■ **SHORT TASK**: Starting at the first line of the listing and stopping after the line that contains "POLYGON ((14 13, 8", rewrite those lines as a Markdown table with the columns Row and Line. Put the row number under Row and the line under Line, and leave out blank lines.

==== SOURCE RECORDS

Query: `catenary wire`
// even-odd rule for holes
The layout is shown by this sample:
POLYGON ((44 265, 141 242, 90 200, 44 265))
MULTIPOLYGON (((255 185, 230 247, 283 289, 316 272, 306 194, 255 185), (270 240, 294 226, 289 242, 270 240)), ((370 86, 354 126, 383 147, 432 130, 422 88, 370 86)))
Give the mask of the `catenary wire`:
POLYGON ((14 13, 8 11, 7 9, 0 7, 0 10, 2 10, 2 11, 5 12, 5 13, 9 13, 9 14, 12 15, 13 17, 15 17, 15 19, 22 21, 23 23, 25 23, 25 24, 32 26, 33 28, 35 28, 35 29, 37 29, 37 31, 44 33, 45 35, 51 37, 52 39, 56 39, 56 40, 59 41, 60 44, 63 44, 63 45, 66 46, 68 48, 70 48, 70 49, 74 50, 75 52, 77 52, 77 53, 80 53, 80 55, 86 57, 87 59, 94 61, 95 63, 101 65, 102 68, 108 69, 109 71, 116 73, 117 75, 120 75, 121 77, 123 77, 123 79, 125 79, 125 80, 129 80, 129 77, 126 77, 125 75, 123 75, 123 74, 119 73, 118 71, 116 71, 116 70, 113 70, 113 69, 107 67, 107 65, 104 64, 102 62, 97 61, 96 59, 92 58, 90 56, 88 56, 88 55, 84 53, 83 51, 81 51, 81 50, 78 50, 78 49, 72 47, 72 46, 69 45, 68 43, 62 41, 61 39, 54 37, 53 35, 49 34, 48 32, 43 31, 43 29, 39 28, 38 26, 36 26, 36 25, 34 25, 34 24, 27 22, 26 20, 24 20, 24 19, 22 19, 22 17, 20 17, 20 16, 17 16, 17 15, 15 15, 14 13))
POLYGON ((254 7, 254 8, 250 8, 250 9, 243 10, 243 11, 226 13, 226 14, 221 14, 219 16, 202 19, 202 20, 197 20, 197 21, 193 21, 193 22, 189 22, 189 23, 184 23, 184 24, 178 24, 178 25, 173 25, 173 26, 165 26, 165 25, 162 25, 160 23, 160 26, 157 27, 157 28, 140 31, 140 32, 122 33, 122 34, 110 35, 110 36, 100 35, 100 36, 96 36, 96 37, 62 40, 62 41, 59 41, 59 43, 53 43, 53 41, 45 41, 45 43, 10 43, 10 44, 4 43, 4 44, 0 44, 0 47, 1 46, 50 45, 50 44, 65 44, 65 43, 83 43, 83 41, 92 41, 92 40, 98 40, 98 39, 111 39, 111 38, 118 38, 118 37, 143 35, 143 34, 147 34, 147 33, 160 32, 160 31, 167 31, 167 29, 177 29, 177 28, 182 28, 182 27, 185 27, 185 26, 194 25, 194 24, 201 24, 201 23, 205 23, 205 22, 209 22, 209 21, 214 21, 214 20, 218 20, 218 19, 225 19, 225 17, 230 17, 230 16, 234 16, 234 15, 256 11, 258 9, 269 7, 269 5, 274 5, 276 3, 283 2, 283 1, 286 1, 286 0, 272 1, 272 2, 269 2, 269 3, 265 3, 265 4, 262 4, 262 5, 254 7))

========

■ **REPLY**:
| Row | Line |
|---|---|
| 1 | Query: `catenary wire` |
| 2 | // even-odd rule for holes |
| 3 | The layout is shown by this sample: |
| 4 | POLYGON ((44 265, 141 242, 90 200, 44 265)) |
| 5 | MULTIPOLYGON (((255 185, 230 247, 283 289, 316 272, 306 194, 255 185), (270 240, 294 226, 289 242, 270 240)), ((370 86, 354 126, 383 147, 432 130, 422 88, 370 86))) |
| 6 | Give the mask of the `catenary wire`: |
| 7 | POLYGON ((14 13, 8 11, 7 9, 0 7, 0 10, 2 10, 2 11, 5 12, 5 13, 9 13, 9 14, 12 15, 13 17, 15 17, 15 19, 22 21, 23 23, 25 23, 25 24, 32 26, 33 28, 35 28, 35 29, 37 29, 37 31, 44 33, 45 35, 51 37, 52 39, 56 39, 56 40, 59 41, 60 44, 63 44, 63 45, 66 46, 68 48, 70 48, 70 49, 74 50, 75 52, 77 52, 77 53, 80 53, 80 55, 86 57, 87 59, 94 61, 95 63, 101 65, 102 68, 108 69, 109 71, 116 73, 117 75, 120 75, 121 77, 123 77, 123 79, 125 79, 125 80, 129 80, 129 77, 126 77, 125 75, 123 75, 123 74, 119 73, 118 71, 116 71, 116 70, 113 70, 113 69, 107 67, 107 65, 104 64, 102 62, 97 61, 96 59, 92 58, 90 56, 88 56, 88 55, 84 53, 83 51, 81 51, 81 50, 78 50, 78 49, 72 47, 72 46, 69 45, 68 43, 62 41, 61 39, 54 37, 53 35, 49 34, 48 32, 43 31, 43 29, 39 28, 38 26, 36 26, 36 25, 34 25, 34 24, 27 22, 26 20, 24 20, 24 19, 22 19, 22 17, 20 17, 20 16, 17 16, 17 15, 15 15, 14 13)) |